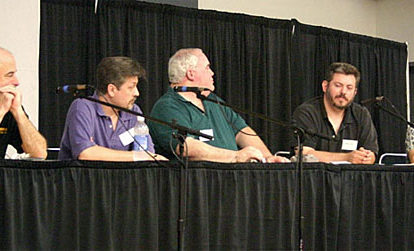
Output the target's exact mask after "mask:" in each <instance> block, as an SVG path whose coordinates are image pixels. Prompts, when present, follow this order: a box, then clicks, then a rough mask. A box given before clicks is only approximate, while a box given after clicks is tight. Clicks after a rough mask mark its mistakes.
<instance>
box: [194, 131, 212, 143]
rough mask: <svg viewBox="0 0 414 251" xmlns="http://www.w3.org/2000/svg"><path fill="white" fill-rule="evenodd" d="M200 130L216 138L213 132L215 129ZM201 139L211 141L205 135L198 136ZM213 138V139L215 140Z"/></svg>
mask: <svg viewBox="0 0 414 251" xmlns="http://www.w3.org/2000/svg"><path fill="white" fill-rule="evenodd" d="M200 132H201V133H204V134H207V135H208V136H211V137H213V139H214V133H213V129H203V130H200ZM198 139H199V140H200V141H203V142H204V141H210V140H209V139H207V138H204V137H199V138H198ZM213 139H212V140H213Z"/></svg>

● ● ●

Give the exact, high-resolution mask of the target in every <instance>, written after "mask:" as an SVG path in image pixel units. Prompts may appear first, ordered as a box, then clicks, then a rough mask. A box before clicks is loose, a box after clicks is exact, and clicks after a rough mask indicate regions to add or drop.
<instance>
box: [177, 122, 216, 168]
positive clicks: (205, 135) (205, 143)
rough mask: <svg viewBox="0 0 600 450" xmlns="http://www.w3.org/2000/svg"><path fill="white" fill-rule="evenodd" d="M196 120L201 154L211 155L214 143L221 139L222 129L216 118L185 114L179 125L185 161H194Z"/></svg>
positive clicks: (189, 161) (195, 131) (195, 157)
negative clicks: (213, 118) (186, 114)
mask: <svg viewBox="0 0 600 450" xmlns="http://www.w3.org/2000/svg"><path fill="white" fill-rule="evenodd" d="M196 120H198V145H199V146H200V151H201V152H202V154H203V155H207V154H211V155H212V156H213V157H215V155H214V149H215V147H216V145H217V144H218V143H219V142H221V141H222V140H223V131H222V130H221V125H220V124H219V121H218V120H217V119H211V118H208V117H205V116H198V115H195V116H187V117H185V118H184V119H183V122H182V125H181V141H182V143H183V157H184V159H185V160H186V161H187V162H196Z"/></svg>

● ● ●

Go through the entries and report every line with the string "positive".

RESPONSE TO THE EXERCISE →
positive clicks: (205, 135) (205, 143)
positive clicks: (189, 161) (195, 131) (195, 157)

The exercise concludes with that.